§ **Short problem**:
Return every line below unchanged and in the same order.
>>
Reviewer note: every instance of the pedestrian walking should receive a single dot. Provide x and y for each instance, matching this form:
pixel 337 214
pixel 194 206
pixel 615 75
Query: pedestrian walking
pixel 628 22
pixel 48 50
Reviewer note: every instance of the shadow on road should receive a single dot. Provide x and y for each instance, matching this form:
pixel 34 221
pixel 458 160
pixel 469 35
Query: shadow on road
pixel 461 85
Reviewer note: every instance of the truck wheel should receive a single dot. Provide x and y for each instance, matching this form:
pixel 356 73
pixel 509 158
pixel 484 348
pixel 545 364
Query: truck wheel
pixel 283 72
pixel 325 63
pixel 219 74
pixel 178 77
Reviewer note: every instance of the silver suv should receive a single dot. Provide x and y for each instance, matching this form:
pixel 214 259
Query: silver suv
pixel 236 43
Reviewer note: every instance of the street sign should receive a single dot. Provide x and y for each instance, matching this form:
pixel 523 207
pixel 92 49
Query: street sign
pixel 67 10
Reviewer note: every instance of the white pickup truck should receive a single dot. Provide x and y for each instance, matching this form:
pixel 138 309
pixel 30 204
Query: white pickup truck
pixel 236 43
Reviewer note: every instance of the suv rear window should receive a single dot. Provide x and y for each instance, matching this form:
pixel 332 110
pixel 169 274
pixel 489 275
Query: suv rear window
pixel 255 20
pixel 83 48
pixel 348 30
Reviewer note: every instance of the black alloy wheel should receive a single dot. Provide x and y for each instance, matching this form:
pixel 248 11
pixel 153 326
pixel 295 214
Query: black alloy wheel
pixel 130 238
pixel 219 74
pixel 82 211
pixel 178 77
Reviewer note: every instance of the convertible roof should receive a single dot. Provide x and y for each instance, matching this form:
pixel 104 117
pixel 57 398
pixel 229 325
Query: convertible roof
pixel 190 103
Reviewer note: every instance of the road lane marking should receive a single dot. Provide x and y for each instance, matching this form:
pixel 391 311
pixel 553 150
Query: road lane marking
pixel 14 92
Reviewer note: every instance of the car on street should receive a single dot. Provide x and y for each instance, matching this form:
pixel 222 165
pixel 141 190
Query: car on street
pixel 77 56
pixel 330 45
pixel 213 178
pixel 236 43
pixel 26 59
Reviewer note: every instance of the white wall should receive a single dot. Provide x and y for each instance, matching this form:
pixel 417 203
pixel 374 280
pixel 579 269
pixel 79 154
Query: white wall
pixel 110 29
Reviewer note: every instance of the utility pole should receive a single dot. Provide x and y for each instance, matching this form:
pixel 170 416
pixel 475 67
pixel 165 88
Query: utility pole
<<
§ **Exercise answer**:
Reviewer note: every instance of the pedestrian walking should receive a single dot. Provide x and y for each instance, matching this form:
pixel 337 214
pixel 194 206
pixel 615 75
Query: pedestrian walking
pixel 628 22
pixel 48 50
Reviewer note: every instance of the shadow on road should receive a single dot. Provide x and y for each instance, matching this form:
pixel 34 221
pixel 458 160
pixel 469 35
Query: shadow on road
pixel 461 85
Reviewer note: every instance of the truck wheel should receive a single dot. Provide x and y for each instance, matching this form:
pixel 356 73
pixel 509 158
pixel 484 348
pixel 545 364
Query: truck wheel
pixel 283 72
pixel 325 63
pixel 219 74
pixel 178 77
Reviewer note: every instance of the silver suv should receive a single dot. Provide x and y for each instance, matching this form:
pixel 214 259
Query: silver suv
pixel 236 43
Reviewer note: every instance of the street sign should receive a single dot. Provide x and y for each instance, matching this form:
pixel 523 207
pixel 92 49
Query: street sign
pixel 67 10
Reviewer note: every instance of the white pickup truck should receive a single dot. Provide x and y for each instance, matching this form:
pixel 138 309
pixel 30 204
Query: white pickup truck
pixel 236 43
Reviewer note: every instance of the suv rear window should receive a single dot. Provide x and y for each instance, matching this form:
pixel 332 110
pixel 169 274
pixel 489 275
Query: suv rear window
pixel 255 20
pixel 83 48
pixel 348 30
Reviewer note: every instance of the black alloy wheel should receive a single dot. Provide x and y for each instance, matching this form:
pixel 248 11
pixel 153 326
pixel 295 214
Query: black alloy wheel
pixel 130 238
pixel 219 74
pixel 82 211
pixel 178 77
Reviewer note: every instance of the convertible roof should receive a single dot. Provide x and y for each instance, matching this form:
pixel 104 117
pixel 57 398
pixel 229 325
Query: convertible roof
pixel 190 103
Reviewer note: every instance of the road lane marking should receive a single dot. Provide x and y for each instance, matching this form:
pixel 391 311
pixel 553 150
Query: road lane marking
pixel 14 92
Reviewer note: every instance of the car on street should receive a single dot. Provide x and y for each instance, matching this form:
pixel 222 165
pixel 141 190
Query: car on street
pixel 77 56
pixel 330 45
pixel 213 178
pixel 236 43
pixel 26 59
Reviewer note: every instance of the white wall should receive a single dot. Provide x and y for each instance, matching this form:
pixel 417 203
pixel 374 280
pixel 579 269
pixel 79 154
Query: white wall
pixel 110 29
Reviewer note: every instance of the utility pole should receive a single dot. Provide x and y for each instance, matching this form:
pixel 170 416
pixel 475 67
pixel 165 88
Query: utility pole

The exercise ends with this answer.